━━━━━ Source document

- Pitcher
- Born: February 29, 1952 Modesto, California, U.S.
- Died: February 25, 2022 (aged 69) El Dorado Hills, California, U.S.
- Batted: RightThrew: Right

MLB debut
- September 14, 1976, for the Atlanta Braves

Last MLB appearance
- September 14, 1976, for the Atlanta Braves

MLB statistics
- Win–loss record: 1–0
- Earned run average: 5.40
- Strikeouts: 3
- Stats at Baseball Reference

Teams
- Atlanta Braves (1976);

= Al Autry =

American baseball player (1952–2022)

Albert Autry (February 29, 1952 – February 25, 2022) was an American professional baseball right-handed pitcher, who played in Major League Baseball (MLB) for the Atlanta Braves.

Autry attended Grace M. Davis High School in Modesto, California and was drafted by the Kansas City Royals in the fourth round (91st overall) of the 1969 Major League Baseball draft, and started playing Minor League Baseball (MiLB) with the Winnipeg Goldeyes of the Northern League.

━━━━━━━━━━
━━━━━ Entries shown

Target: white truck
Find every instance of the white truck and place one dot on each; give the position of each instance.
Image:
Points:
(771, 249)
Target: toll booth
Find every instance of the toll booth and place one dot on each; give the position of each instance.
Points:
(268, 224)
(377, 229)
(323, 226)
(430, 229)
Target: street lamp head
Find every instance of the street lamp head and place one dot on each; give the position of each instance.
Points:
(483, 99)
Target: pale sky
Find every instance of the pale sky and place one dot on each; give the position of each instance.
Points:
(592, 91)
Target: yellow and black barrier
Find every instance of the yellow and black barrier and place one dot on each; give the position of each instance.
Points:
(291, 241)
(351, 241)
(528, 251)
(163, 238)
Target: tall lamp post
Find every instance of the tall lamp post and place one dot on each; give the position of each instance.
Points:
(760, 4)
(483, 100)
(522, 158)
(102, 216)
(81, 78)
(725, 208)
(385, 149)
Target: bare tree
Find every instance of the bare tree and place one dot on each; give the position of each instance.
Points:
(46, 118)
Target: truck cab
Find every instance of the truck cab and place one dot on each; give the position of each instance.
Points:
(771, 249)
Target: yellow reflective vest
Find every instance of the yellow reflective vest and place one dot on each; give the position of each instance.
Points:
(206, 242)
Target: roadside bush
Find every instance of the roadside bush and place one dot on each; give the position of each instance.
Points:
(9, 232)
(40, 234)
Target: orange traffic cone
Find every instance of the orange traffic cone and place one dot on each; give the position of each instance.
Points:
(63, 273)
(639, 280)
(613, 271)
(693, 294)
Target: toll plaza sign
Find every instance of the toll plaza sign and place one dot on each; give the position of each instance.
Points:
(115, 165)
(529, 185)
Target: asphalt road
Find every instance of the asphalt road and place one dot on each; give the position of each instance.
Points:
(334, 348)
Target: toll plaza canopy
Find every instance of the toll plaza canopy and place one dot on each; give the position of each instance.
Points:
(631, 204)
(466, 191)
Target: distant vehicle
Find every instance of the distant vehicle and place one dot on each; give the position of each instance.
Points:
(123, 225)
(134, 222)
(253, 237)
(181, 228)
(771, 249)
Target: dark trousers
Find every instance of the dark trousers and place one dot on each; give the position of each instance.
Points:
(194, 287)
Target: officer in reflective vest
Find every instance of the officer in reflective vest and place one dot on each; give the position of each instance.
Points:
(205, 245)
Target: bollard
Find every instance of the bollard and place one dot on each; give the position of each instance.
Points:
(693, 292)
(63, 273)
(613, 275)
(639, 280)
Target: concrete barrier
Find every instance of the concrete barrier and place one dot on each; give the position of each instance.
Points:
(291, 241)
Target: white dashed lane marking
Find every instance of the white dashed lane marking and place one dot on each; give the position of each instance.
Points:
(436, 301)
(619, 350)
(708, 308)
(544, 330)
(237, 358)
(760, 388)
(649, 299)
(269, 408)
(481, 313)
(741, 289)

━━━━━━━━━━

## What the task requires
Pick up the Al Autry biography after its final sentence about the Winnipeg Goldeyes and keep writing it in the same encyclopedic style.

## Answer space
On September 14, 1976, Autry made his big league debut, as the home-team Atlanta Braves‘ starting pitcher against the Houston Astros, at Fulton County Stadium. He pitched five innings, gave up four hits, three earned runs, and struck out three batters, while being credited with the win in a 4–3 Braves victory, in what would be his only appearance in the major leagues. He would be only one of two players since the end of World War II to have started and got credited for the win in his lone MLB appearance. Chris Saenz accomplished the same feat in 2004 pitching for the Milwaukee Brewers. Autry has stated in numerous interviews that a single incident where a sarcastically criticized his teammate and best friend Rick Camp for making an error in the following spring training was misinterpreted by Braves manager Dave Bristol as poor sportsmanship and essentially blackballed Autry from the major league roster. He was sent down to AAA Richmond and eventually traded to the St. Louis Cardinals, but failed to make the major league roster of either team and retired from professional baseball after the 1978 season.

Autry was diagnosed with progressive supranuclear palsy in his later years and died on February 25, 2022, just four days shy of his 70th birthday.